For this competition, evaluation was conducted by running a subset of HELM tasks. HELM is a framework developed by Stanford University for the public evaluation of large language models. To meet the difficult task of LLM evaluation, HELM includes the ability to run evaluation tasks on 10 scenarios, ranging from multiple-choice questions (MMLU) to grade-school-math (GSM8K).
What does one of these scenarios look like in practice? If we take MMLU as an example, the LLM is given a question, for example:
“When you drop a ball from rest it accelerates downward at 9.8 m/s². If you instead throw it downward assuming no air resistance its acceleration immediately after leaving your hand is: (A) 9.8 m/s² ; (B) more than 9.8 m/s²; (C) less than 9.8 m/s²; (D) Cannot say unless the speed of throw is given.”
The model generates texts based on this question, which is then compared to the correct text answer, and gets one point if the answer is correct. This is done across hundreds of questions across categories such as humanities, social science, STEM, and others. The score is then averaged across these categories for a final overall score, representing the % of correct answers.
During the competition, when assessing participating teams’ submissions, we found reproducing model evaluations with HELM to be challenging due to its delicate configuration and dependency management. Issues ranged from interrupted evaluations due to external dependencies to the necessity of frequent updates and modifications, all of which required significant troubleshooting. Alongside this, since there were varying levels of experience from the participating teams, there was a wide range in submission artifact ‘quality’, leading to further evaluation infrastructure challenges.
It's worth noting that while using evaluation frameworks like HELM can give us a good understanding of an LLM's abilities, scoring well on benchmarks doesn't guarantee that the model will perform just as well in real-world applications. The most reliable way to make sure an LLM meets your specific needs is to create test cases based on real-world scenarios and review them manually.
========================================
**Questions to answer**
[1] Answer these questions from the passage on HELM evaluation:
(a) Which institution developed HELM?
(b) How many scenarios can HELM run evaluation tasks on?
(c) What does the final overall MMLU score represent?
[2] Proceed with the passage on HELM evaluation, continuing it from its final sentence.
The records come from a separate source and have no connection to the passage on HELM evaluation.

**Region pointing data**
========================================
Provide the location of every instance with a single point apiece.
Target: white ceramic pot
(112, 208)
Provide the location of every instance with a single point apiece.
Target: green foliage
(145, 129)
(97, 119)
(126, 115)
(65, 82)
========================================
**Outputs in order**
[1]
(a) Stanford University.
(b) 10 scenarios.
(c) The percentage of correct answers, averaged across categories such as humanities, social science and STEM.

[2]
Bridging the gap and democratizing access to AI
The NeurIPS competition offered valuable insights into the complex world of large language models. It helped demystify the process of fine-tuning an open-source model and how this could be done with low limited computational power. It also helped to showcase the breadth of an evolving evaluation landscape and its complexities, alongside the need for reproducible infrastructure for running evaluation more easily.
At Mozilla.ai, we believe that making open-source model fine-tuning and evaluation as accessible as possible is an important step to helping people own and trust the technology they use. Currently, this still requires expertise and the ability to navigate a rapidly evolving ecosystem of techniques, frameworks, and infrastructure requirements. We want to make this less overwhelming for organizations and developers, which is why we’re building tools that:
- Help them find the right open-source LLM for their needs
- Make it simple to fine-tune an open-source LLM on their own data
- Make language model evaluation and validation more accessible
We think there will be a significant opportunity for many organizations to use these tools to develop their own small and specialized language models that address a range of meaningful use cases in a cost-effective way. We strive to empower developers and organizations to engage with and trust the open-source ecosystem and minimize their dependence on using closed-source models over which they have no ownership or control.